_To be done_
Count the lines in the records below that contain the string "tool", and give only the number.

Records of object locations
↓

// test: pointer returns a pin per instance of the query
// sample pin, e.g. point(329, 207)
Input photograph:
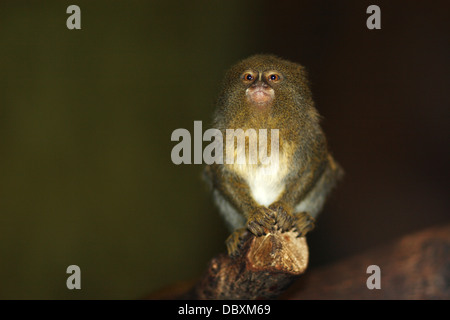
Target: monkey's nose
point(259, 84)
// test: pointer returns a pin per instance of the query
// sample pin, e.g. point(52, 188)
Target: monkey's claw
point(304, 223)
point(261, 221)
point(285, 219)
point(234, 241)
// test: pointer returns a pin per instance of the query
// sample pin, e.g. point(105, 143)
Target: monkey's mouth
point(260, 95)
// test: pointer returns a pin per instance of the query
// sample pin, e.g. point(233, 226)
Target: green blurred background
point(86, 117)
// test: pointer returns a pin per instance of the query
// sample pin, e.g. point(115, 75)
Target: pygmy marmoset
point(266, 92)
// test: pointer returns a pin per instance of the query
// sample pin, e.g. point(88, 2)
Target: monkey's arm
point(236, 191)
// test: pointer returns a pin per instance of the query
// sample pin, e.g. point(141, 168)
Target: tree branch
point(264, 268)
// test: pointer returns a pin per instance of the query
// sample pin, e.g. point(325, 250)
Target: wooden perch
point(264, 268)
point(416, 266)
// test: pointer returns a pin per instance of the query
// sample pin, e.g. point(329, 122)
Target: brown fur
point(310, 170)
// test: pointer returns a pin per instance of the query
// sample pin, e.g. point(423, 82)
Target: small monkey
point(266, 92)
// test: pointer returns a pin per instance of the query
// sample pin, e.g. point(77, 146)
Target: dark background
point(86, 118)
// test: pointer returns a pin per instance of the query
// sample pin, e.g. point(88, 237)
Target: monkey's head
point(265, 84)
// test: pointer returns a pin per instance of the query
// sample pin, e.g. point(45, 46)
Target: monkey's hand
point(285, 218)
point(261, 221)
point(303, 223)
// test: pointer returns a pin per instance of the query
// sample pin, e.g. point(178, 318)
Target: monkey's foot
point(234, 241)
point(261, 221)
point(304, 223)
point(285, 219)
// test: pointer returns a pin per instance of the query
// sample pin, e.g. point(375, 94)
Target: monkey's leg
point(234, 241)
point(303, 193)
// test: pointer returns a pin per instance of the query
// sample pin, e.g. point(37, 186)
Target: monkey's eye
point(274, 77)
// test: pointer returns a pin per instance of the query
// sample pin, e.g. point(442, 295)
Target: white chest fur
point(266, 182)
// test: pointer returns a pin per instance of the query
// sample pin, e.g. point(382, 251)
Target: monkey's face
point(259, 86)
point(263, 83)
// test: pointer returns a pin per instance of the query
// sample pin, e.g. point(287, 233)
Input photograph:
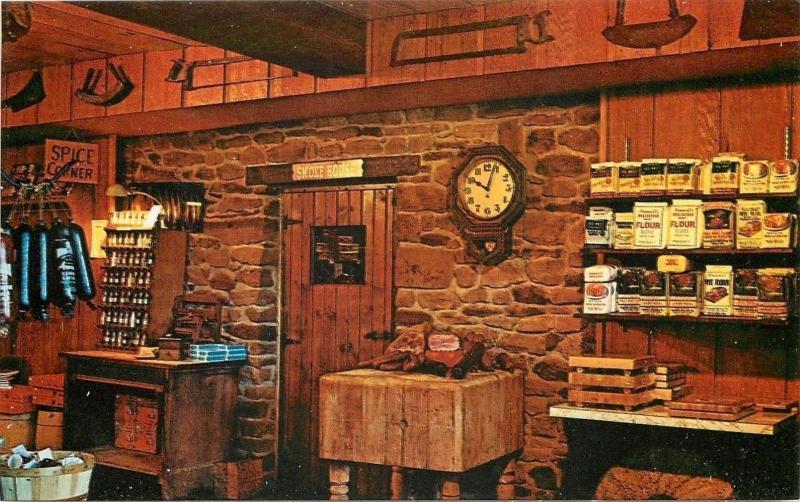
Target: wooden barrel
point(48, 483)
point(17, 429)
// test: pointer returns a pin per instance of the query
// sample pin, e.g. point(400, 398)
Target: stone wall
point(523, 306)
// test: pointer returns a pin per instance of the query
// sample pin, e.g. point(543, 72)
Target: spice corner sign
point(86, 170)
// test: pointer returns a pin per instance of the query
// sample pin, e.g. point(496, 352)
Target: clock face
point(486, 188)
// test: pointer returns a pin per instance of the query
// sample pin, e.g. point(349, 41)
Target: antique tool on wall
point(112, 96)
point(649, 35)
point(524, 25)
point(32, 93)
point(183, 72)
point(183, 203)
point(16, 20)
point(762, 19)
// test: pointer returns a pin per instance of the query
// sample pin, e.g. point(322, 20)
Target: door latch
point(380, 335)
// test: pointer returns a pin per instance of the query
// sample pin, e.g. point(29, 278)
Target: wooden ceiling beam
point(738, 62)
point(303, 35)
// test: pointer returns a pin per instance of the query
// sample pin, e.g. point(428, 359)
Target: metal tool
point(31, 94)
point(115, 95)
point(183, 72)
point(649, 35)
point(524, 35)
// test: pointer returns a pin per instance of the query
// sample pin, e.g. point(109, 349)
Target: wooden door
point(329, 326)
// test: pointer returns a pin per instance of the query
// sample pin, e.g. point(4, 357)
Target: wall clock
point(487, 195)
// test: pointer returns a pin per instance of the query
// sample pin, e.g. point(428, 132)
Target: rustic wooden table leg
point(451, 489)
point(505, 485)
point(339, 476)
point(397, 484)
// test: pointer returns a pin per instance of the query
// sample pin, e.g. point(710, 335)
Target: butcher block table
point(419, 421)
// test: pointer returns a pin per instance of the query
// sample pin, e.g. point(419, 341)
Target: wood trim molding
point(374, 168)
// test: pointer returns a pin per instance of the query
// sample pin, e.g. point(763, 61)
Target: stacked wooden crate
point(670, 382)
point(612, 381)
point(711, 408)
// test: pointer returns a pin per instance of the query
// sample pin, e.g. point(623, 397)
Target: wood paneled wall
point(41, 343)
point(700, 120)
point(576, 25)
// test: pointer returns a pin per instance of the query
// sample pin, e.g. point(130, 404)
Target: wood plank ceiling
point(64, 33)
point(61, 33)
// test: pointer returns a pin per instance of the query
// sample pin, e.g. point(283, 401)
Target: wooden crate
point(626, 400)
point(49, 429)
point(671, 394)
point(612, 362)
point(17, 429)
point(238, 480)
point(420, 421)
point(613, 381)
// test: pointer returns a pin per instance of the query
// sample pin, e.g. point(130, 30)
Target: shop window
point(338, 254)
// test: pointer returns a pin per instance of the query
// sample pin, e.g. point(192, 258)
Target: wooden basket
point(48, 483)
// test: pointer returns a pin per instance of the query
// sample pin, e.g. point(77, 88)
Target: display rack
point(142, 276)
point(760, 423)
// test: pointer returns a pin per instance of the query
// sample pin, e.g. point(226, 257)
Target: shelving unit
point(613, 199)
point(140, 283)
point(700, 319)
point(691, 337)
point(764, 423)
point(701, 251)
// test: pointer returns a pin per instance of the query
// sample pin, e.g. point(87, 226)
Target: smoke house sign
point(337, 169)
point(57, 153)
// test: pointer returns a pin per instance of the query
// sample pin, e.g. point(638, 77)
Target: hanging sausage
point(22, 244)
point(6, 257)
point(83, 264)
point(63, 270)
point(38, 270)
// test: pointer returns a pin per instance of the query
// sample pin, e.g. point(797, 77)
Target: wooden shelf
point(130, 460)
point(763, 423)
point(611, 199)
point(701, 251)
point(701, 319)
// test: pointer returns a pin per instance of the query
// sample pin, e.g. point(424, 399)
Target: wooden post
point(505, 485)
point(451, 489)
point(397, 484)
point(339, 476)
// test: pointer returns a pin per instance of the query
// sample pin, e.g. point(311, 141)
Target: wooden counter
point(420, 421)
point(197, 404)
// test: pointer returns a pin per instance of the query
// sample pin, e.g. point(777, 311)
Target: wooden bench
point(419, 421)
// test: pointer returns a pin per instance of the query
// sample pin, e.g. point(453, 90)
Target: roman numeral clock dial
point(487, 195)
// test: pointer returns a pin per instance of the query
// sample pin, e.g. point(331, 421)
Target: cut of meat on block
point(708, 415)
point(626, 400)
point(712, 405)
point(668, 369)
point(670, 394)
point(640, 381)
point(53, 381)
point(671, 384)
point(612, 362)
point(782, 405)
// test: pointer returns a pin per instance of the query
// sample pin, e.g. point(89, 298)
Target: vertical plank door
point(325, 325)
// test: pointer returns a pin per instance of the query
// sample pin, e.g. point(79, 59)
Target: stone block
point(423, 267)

↑
↓

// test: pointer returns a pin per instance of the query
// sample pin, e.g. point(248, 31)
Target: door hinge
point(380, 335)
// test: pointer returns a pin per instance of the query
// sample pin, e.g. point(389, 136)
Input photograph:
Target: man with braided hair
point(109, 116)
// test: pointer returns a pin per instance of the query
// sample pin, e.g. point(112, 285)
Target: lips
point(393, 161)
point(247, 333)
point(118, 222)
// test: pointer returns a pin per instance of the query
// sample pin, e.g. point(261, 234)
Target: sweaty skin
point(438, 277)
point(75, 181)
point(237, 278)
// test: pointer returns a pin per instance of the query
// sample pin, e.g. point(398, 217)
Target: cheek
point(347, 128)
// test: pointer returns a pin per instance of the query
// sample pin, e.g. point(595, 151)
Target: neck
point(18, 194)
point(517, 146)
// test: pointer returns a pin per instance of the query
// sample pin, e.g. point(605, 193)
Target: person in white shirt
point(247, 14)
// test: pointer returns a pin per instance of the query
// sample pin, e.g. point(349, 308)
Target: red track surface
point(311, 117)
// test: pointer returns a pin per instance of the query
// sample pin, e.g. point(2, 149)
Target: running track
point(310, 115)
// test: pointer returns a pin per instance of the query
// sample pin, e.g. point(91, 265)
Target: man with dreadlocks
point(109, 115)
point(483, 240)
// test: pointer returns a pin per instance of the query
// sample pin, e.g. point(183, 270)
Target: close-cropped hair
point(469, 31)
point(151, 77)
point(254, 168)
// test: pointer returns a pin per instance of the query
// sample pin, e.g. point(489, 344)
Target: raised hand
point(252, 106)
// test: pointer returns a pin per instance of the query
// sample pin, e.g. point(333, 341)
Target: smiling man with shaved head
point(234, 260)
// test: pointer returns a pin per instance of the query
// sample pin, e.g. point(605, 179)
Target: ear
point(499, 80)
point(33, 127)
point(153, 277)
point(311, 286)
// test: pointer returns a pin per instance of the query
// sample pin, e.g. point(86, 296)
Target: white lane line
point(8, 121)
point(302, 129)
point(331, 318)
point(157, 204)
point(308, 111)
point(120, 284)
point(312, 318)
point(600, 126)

↑

_Response_
2